• **ACTIONS TO TAKE**
1) Which article of the Dutch Income Tax Act 2001 sets out the room rental tax exemption, according to the article on that exemption?
2) List every year the article on the Dutch room rental tax exemption gives a threshold amount for, with that year's amount.
3) Carry the article on the Dutch room rental tax exemption forward from its last sentence.

• **GIVEN PASSAGE**
---
Full explanation of the Dutch room rental tax exemption 2026: conditions, three worked examples, impact on mortgage interest deduction and what happens above €6,633.

7 March 202610 min readHuismaatje Editorial
Dutch room rental tax exemption 2026: how does the €6,633 threshold work?

Calculating the Dutch room rental tax exemption 2026 for a hospita room

The room rental tax exemption is what makes hospita rental fiscally attractive in the Netherlands. A tax-free slice of income, indexed annually, that only applies if you rent out a room in your own home. For 2026 the threshold is €6,633. Sounds simple, but there are catches.

In this article we explain exactly how the exemption works: what the conditions are, what happens if you go just over, how it interacts with your mortgage interest deduction, and how three common rent levels (€400, €550 and €700 per month) play out for tax purposes. By the end you will know whether you need to adjust your rent to stay tax-free.

A note on terminology: "hospita" is a Dutch term for a homeowner who rents out a room in their own house while living there themselves. The exemption discussed here applies specifically to that situation.

What exactly is the room rental tax exemption?

The room rental tax exemption is a fiscal exemption, set out in Article 3.114 of the Dutch Income Tax Act 2001. The gist: if you rent out a room in your own home to a tenant whom you have selected and you meet a number of conditions, then the rental income does not count as income for income tax purposes.

The amount is indexed annually. For 2026 the figure is €6,633 (always verify this number on rijksoverheid.nl before submitting your final return, the Dutch Tax and Customs Administration publishes the official amount each autumn). For reference: in 2024 it was €5,998, in 2025 €6,327. The indexation roughly follows inflation and rent developments.
---
• **MATERIAL SUPPLIED**
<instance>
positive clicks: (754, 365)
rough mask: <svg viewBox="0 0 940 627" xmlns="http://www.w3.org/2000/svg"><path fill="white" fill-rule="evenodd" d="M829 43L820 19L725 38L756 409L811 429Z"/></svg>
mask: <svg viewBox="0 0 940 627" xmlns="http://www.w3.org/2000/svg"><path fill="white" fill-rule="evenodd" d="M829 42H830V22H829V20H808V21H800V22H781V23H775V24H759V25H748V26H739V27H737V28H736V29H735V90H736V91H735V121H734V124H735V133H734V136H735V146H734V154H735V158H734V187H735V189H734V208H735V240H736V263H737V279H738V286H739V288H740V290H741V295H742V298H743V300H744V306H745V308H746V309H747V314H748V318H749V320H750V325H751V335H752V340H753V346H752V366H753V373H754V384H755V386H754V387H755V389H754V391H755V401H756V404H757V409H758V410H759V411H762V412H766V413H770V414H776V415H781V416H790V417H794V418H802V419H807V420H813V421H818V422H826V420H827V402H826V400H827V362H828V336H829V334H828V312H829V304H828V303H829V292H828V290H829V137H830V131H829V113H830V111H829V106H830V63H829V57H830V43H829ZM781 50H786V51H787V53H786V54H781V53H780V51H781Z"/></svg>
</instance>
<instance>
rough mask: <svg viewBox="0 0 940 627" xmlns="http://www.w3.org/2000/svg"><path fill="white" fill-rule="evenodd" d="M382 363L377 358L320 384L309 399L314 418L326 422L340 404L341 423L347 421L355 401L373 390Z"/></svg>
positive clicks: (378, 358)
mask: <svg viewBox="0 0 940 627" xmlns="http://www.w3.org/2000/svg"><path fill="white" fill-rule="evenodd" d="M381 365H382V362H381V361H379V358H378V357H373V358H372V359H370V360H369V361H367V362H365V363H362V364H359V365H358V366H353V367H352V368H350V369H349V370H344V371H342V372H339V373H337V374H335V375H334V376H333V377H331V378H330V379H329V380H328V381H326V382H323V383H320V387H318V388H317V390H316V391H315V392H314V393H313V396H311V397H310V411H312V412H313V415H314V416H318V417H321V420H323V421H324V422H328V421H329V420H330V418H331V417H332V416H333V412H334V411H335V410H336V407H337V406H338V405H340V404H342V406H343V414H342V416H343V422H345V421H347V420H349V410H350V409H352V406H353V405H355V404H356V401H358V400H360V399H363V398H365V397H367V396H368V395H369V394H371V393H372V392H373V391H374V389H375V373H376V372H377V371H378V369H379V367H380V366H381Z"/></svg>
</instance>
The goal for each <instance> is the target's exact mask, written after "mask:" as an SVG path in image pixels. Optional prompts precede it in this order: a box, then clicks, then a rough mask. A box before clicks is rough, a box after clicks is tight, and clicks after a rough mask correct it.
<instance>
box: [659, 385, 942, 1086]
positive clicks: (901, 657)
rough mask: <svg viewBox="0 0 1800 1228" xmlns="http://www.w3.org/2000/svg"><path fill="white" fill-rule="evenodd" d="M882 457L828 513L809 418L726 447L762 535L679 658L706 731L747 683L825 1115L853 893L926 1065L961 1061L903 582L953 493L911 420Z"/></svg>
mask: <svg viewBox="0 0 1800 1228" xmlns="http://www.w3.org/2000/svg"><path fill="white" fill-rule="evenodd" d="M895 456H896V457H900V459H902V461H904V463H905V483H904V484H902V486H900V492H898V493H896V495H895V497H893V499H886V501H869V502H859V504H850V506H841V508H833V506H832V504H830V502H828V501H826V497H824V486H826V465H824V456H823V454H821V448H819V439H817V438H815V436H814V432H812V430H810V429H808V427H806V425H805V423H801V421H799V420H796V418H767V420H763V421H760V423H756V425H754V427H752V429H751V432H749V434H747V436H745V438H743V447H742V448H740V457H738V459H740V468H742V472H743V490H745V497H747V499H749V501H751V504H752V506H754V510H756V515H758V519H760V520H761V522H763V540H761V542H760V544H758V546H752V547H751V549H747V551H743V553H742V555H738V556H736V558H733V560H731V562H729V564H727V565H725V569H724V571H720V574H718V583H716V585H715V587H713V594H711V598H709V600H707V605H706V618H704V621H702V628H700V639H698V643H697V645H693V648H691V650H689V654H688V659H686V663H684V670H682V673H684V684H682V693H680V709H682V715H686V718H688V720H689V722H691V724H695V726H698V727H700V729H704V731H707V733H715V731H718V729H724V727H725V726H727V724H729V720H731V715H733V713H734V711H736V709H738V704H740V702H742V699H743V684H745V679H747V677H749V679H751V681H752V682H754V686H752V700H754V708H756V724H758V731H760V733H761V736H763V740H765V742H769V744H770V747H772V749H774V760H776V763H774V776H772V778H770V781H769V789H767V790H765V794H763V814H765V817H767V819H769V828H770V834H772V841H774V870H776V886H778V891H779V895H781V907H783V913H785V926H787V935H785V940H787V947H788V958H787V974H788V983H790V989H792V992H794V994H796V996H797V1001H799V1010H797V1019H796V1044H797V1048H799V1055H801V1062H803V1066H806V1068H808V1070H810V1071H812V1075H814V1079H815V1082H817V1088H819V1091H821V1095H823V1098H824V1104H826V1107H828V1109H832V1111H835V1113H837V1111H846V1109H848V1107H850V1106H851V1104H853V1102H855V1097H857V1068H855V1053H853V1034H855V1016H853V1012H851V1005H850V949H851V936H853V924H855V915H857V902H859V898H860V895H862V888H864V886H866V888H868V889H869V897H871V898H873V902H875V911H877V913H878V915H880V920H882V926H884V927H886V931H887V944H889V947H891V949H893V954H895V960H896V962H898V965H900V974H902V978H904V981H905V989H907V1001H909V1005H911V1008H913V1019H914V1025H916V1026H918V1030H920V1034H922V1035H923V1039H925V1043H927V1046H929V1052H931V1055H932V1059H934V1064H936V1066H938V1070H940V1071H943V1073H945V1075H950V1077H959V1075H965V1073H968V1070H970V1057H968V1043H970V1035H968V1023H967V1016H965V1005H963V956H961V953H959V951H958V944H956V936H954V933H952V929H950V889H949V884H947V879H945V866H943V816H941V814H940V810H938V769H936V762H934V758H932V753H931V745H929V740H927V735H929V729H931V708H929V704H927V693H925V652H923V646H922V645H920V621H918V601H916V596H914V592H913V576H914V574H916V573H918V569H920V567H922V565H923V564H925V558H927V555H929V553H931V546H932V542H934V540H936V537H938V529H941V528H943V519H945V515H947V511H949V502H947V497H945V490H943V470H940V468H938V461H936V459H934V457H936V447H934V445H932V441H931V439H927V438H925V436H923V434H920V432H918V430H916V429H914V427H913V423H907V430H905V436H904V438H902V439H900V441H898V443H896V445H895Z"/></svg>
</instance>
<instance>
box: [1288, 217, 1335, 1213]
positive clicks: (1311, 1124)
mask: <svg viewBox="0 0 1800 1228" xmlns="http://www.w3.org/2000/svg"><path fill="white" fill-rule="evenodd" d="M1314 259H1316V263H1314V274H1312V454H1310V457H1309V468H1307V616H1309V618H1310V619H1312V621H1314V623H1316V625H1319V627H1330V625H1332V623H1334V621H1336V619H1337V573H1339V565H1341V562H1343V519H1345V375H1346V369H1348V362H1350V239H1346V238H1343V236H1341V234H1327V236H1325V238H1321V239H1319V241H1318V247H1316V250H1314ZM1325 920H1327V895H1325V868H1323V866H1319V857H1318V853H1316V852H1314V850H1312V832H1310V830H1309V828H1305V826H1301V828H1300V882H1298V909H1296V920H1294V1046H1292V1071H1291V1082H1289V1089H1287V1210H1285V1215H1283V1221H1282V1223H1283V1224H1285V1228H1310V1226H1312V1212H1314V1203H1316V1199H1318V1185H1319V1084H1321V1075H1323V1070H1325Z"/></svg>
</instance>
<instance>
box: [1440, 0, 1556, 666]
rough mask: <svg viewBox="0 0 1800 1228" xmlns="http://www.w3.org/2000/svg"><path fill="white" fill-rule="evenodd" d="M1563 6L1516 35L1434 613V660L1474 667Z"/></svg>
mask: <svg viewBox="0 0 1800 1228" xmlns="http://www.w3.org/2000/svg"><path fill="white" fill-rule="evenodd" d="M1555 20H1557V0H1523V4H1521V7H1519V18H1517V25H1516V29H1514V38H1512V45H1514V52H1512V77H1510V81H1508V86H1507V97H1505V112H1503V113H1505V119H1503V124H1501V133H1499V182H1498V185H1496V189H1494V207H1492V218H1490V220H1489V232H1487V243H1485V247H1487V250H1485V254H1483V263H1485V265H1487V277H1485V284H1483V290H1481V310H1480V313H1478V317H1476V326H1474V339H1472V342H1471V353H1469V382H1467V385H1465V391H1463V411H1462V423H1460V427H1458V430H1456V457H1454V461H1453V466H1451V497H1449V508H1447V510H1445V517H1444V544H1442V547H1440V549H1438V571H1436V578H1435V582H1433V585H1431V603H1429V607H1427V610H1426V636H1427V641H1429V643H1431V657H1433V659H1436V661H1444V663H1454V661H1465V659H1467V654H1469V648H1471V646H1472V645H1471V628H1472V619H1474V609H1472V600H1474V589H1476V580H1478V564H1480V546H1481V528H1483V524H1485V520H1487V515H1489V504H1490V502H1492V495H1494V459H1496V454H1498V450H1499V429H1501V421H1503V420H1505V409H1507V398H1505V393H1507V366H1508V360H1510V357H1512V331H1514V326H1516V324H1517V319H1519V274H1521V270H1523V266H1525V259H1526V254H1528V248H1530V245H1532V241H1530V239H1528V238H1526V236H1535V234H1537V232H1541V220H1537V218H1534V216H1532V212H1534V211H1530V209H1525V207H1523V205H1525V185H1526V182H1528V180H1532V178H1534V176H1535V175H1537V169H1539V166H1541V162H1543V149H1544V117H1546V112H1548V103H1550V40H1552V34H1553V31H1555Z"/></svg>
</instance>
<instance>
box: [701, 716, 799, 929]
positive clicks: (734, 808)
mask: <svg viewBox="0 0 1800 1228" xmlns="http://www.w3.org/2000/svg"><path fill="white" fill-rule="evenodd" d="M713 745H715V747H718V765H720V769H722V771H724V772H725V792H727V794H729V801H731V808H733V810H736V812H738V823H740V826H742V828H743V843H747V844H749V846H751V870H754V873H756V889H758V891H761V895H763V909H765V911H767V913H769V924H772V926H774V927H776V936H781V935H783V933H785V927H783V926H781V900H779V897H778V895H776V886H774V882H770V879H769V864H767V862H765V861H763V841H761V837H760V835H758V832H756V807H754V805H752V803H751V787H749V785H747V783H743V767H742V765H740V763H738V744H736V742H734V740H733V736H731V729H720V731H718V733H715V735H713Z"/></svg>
---
• **RESPONSE LIST**
1) Article 3.114

2)
2024: €5,998
2025: €6,327
2026: €6,633

3)
What is special about this scheme is not only that the rent is tax-free, you also keep your full mortgage interest deduction. With other forms of rental (for example, the entire home to a third party) you often lose part of your deduction because the "rented-out" share shifts to box 3. With hospita rental, that doesn't happen. The whole property stays in box 1, you keep 100% mortgage interest deduction, and the rent you receive is essentially free money.

Which conditions do you need to meet?

The Tax Administration sets four hard requirements for the room rental tax exemption. Miss one and the exemption lapses, meaning your entire rental income becomes taxed.

Condition 1: It is your own home where you have your main residence

The home must be your own home in the box-1 sense. That means: you are registered as owner or usufructuary, you live there yourself, you have your main residence there. A holiday home doesn't qualify. Nor does a second home where you don't live yourself.

Do you have a rented home and want to sublet a room? Then you can still fall under the hospita arrangement for trial-period protection, but the room rental tax exemption does not work, that one is tied to homeownership. For tenants the most important fiscal point is: you don't declare rental income up to the moment it has become your main income, and even then it is complex. In that case ask a tax adviser or the Tax Administration itself for confirmation.

Condition 2: The tenant is registered at the address

Your tenant must be registered in the Dutch Personal Records Database (BRP) at your address. That isn't just a formality; it is the burden of proof that this really is hospita rental and not short stay or disguised remote rental.

Therefore register your tenant directly with the municipality, within five working days of the move-in date. You can help your tenant with this, often a BRP excerpt from yours and a copy of the rental contract is enough. Also read our article on BRP registration and why it matters.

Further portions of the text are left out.